# Start of TEXT PASSAGE

4 February 1902: Charles Augustus Lindbergh, Brigadier General, United States Air Force, Medal of Honor, was born at Detroit, Michigan. He was the son of Swedish immigrant Charles August Lindbergh (born Karl Månsson), an attorney, and Evangeline Lodge Land Lindbergh, a high school chemistry teacher. Lindbergh attended Redondo Beach High School, Redondo Beach, California, 1917–1918.

Lindbergh, age 11, with his dog, Dingo. (The Denver Post)

In 1920–1922 Lindbergh was enrolled as an engineering student at the University of Wisconsin–Madison. He shared an apartment with his mother who was teaching at the nearby Emerson School. A friend from the university showed Lindbergh a brochure from a flight school. Mrs. Lindbergh is reported to have told the friend, “If Charles goes to flying school, I will hold you responsible.” Soon after, Lindbergh left the university and entered a flying school in Nebraska. In 1927, the University of Wisconsin bestowed the honorary degree of Doctor of Laws (LL.D.) on him.

# End of TEXT PASSAGE
# Start of DATASET CONTENT

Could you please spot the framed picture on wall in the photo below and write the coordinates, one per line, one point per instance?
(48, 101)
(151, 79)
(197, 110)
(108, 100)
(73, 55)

# End of DATASET CONTENT

▶ _WHAT YOU NEED TO DO_
1) Output the part of the Lindbergh passage between "4 February 1902: Charles" and "(The Denver Post)", inclusive, word for word.
2) Pick up the account of Lindbergh's early life with the sentence that would come after its final one.
The material after the Lindbergh passage stands on its own and has no connection to it.

▶ _RESPONSE LIST_
1)
4 February 1902: Charles Augustus Lindbergh, Brigadier General, United States Air Force, Medal of Honor, was born at Detroit, Michigan. He was the son of Swedish immigrant Charles August Lindbergh (born Karl Månsson), an attorney, and Evangeline Lodge Land Lindbergh, a high school chemistry teacher. Lindbergh attended Redondo Beach High School, Redondo Beach, California, 1917–1918.

Lindbergh, age 11, with his dog, Dingo. (The Denver Post)

2)
Certainly one of the world’s best known pilots, Lindbergh began flight training at the age of 20. He was an Aviation Cadet, 19 March 1924–16 March 1925, and trained at the United States Army flight schools at Brooks and Kelly Fields, in Texas. One of his flight instructors was Lieutenant Russell Lowell Maughan. He graduated at the top of his class and was commissioned as a Second Lieutenant in the Officers Reserve Corps, U.S. Air Service, with date of rank of 14 March 1925.

Second Lieutenant Charles A. Lindbergh, Air Service, United States Army, circa 1925. (San Diego Air & Space Museum Archives)

Lindbergh was promoted to First Lieutenant, Air Corps, 7 December 1925, and to Captain, 13 July 1926. He flew as an Air Mail pilot and gained valuable flight experience.

Lindbergh was the chief pilot of Robertson Aircraft Corporation at Lambert Field, St. Louis, Missouri. The company was contracted to fly the mail to Chicago, with intermediate stops at Springfield and Peoria, Illinois, using several modified de Havilland DH-4 biplanes. On two occasions, 16 September and 3 November 1926, Lindbergh had to bail out of his mail plane at night.

Air Mail Pilot Charles A. Lindbergh, circa 1927. (NASM)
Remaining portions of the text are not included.